FRAGMENT TEKSTU ▸
..............................
Apoloniusz Tajner: Ludzie wysyłali faktury za sukcesy Adama Małysza

Mateusz Skwierawski
Mateusz Skwierawski

Sławni i ważni ludzie też garnęli się do kontaktu z wami.

Po turnieju w Bischofshofen (styczeń 2001 r.), który Adam wygrał, ktoś próbował się do mnie dodzwonić. Odebrałem.
- Halo? - mówię.
- Kwaśniewski przy telefonie.
- Jaki Kwaśniewski? - mrużę oczy.
- No, Aleksander Kwaśniewski.
- Ale ja nie znam nikogo takiego - dalej nie rozumiem.
- Prezydent, panie trenerze!

Tydzień później Małysz wygrał konkurs w Harrachowie. Akurat byłem w holu w naszym hotelu. Z recepcji krzyczą: "telefon!" i żebym do budki podszedł. Podnoszę słuchawkę. "Daniel Olbrychski, witam". Premier Buzek też dzwonił. I tak po kolei.

Przeszliśmy wtedy bardzo szybki okres dojrzewania mentalnego. Zaczynając od wyniku sportowego, do tamtego momentu, zastrzeżonego dla innych. Po otwarcie się na kontakty z ludźmi, których znaliśmy tylko z telewizji. Potem dzwonili posłowie, senatorowie, marszałkowie, burmistrzowie, lokalni politycy. Każdy się chciał spotykać. Najpierw próbowaliśmy to wszystko pogodzić, ale w pewnym momencie zaczęło to nam wywracać cały proces. Ma być trening, a tu obiad z bardzo ważną osobą. A tych ważnych osób było wtedy bardzo dużo.

Wróćmy jednak do telefonu od prezydenta. Była trema?
..............................
DOSTARCZONY MATERIAŁ ▸

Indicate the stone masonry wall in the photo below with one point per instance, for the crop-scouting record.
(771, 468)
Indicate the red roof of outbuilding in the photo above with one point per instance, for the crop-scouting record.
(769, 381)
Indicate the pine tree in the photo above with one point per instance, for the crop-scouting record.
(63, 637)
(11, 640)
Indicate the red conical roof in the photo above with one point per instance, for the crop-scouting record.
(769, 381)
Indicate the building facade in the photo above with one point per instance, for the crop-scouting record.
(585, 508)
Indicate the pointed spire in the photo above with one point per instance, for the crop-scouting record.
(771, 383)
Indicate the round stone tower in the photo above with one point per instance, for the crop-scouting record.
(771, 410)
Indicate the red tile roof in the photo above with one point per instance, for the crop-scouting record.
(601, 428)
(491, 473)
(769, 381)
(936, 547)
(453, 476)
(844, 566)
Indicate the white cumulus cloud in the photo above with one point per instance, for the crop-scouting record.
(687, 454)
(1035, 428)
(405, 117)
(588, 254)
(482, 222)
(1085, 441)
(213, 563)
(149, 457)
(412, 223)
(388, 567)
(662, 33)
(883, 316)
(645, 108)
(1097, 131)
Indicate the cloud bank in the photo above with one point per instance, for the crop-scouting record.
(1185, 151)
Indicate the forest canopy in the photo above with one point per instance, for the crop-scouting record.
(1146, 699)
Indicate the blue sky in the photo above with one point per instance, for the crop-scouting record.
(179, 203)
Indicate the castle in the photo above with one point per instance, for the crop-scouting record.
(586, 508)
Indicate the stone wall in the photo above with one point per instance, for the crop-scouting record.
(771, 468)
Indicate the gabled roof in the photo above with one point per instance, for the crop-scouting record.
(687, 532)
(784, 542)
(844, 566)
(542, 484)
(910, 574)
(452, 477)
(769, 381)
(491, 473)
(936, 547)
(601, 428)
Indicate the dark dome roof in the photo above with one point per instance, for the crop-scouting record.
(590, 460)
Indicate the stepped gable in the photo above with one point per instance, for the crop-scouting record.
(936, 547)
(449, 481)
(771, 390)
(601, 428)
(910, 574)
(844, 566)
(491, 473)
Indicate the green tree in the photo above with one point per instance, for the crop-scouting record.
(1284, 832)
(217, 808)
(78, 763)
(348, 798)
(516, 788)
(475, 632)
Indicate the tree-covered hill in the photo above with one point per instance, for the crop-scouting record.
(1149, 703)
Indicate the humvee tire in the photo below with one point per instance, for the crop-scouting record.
..............................
POLECENIA ▸
a - Czy możesz zwięźlej przepisać akapit wywiadu z Apoloniuszem Tajnerem zaczynający się od słów „Przeszliśmy wtedy bardzo szybki okres”, tak aby zostały w nim najważniejsze fakty?
b - Czy skopiujesz dokładnie fragment wywiadu z Apoloniuszem Tajnerem, zaczynając od słów „- Halo? - mówię.” i kończąc po słowach „dalej nie rozumiem.”?

WYNIKI PO KOLEI ▸
a - Bardzo szybko dojrzeliśmy wtedy mentalnie. Zaczęło się od wyniku sportowego, który wcześniej był zastrzeżony dla innych, a skończyło na kontaktach z ludźmi znanymi nam tylko z telewizji. Dzwonili posłowie, senatorowie, marszałkowie, burmistrzowie i lokalni politycy, a każdy chciał się spotkać. Początkowo próbowaliśmy to wszystko godzić, ale w końcu zaczęło to wywracać cały proces. Zamiast treningu wypadał obiad z bardzo ważną osobą, a takich osób było wtedy bardzo dużo.

b -
- Halo? - mówię.
- Kwaśniewski przy telefonie.
- Jaki Kwaśniewski? - mrużę oczy.
- No, Aleksander Kwaśniewski.
- Ale ja nie znam nikogo takiego - dalej nie rozumiem.